From distressed to well-dressed


While many of us fell victim to the pandemic slump following the initial distress, alumni Ace Greene was one of the few exceptions– successfully launching his clothing brand “Distressed Los Angeles” in August of 2020. Since then, the brand has grown exponentially, receiving nothing but love and support from loyal customers.

Though Greene has been planning for Distressed LA since the summer before his senior year, he too felt the cloud of hopelessness from the sudden deprivation of major role models in 2020.

 “Everyone’s favorite stars Kobe Bryant and Chadwick Boseman had passed, COVID had killed my senior and the George Floyd riots had took the world by storm,” Greene said via Snapchat. 

Amidst all the chaos that further ensued, the designer still kept his creativity alive by tirelessly working on building his brand, creating about six designs a day, with each design taking about an hour and a half. 

“Amongst all that pain and anxiety we suffered, we grew stronger,” Greene said. “ I felt my higher calling was to help others who are still trying to get out of that distressed state, hence the name ‘Distressed LA’.”

Greene’s interest in clothing developed from his passion for outfit-styling from as young as 13, as well as a conscious reminiscence of times when he wasn’t able to afford high-end fashion pieces.

“I’ve always loved to put together and shop for different styles of clothes, [be] it vintage or brand new off of rodeo drive,” Greene said. “I thought to myself I could definitely form a brand that can help give back to my community and similar to Louis Vuitton of Gucci status to my clothes.” 

Since starting Distressed LA, Greene has stayed true to his original mission: make wearable inspiration and give back to the area that had helped raise and shape him. So far, he has donated undisclosed amounts to organizations like the NAACP’s Criminal Justice Program.

__Provided records__
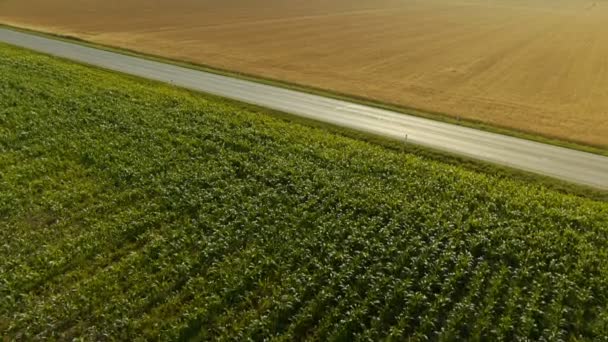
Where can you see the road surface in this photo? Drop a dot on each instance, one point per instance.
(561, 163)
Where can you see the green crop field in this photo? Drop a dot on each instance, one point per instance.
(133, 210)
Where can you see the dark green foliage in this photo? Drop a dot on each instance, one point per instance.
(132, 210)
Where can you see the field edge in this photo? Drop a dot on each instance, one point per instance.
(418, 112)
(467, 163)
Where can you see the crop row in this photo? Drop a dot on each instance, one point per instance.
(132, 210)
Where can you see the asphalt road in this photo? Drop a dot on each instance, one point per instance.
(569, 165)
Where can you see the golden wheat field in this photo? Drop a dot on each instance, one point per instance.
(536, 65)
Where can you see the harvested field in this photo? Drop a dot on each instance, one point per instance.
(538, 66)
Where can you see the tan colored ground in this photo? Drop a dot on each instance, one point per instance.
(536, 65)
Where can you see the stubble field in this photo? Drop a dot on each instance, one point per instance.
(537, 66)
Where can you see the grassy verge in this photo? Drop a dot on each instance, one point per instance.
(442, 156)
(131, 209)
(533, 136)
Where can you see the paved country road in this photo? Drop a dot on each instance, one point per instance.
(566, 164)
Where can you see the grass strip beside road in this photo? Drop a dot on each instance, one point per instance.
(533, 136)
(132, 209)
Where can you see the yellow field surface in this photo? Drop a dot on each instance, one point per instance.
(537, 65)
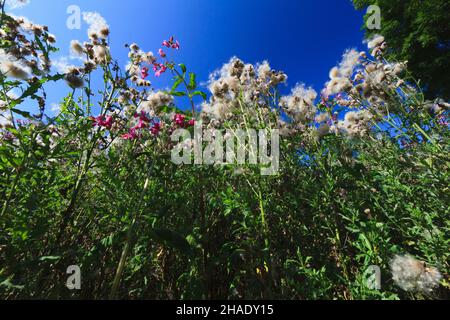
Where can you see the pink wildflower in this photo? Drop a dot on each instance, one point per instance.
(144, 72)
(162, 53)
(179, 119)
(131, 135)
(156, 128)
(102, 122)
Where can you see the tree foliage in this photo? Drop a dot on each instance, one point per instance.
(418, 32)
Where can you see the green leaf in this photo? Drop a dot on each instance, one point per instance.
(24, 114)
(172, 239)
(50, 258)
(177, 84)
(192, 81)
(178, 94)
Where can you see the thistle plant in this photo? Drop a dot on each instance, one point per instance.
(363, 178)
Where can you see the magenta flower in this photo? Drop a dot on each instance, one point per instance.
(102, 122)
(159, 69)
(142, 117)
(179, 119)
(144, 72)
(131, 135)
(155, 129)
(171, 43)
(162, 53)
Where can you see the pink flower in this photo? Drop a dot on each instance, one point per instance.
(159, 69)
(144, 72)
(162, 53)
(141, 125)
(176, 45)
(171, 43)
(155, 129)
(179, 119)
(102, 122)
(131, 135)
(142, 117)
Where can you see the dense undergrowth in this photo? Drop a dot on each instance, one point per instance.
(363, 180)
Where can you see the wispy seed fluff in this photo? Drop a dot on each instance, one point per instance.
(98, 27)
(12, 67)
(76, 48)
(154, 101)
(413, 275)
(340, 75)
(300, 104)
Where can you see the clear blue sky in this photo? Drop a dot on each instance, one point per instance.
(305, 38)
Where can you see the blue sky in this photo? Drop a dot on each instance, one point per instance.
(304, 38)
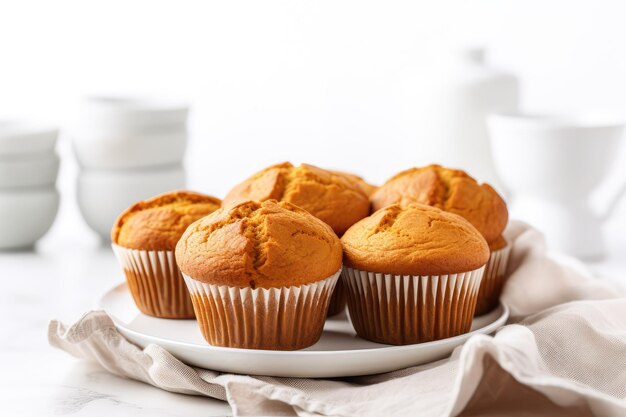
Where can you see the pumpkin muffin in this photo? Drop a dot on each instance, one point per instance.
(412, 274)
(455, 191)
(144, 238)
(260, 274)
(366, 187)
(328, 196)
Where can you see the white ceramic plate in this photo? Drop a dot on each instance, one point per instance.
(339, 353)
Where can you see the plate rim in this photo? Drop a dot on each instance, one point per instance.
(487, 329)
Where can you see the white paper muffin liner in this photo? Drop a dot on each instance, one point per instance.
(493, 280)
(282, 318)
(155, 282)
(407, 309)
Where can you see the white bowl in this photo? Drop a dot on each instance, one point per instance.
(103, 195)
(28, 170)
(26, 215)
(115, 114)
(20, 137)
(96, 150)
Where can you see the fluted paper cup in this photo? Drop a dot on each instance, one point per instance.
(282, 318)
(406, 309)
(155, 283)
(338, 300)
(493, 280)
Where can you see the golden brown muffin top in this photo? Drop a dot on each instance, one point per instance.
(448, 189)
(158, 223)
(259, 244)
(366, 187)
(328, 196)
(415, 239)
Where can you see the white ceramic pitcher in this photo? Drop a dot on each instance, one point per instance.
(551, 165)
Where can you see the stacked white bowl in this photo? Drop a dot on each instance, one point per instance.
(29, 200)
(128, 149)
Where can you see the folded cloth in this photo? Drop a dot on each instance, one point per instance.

__Task prompt__
Answer these from the Distressed LA article:
1. In what month and year did Greene launch the brand?
2. About how long did each of his designs take?
3. Which program is named as one he has donated to?

__Answer to this problem__
1. August 2020
2. About an hour and a half
3. The NAACP's Criminal Justice Program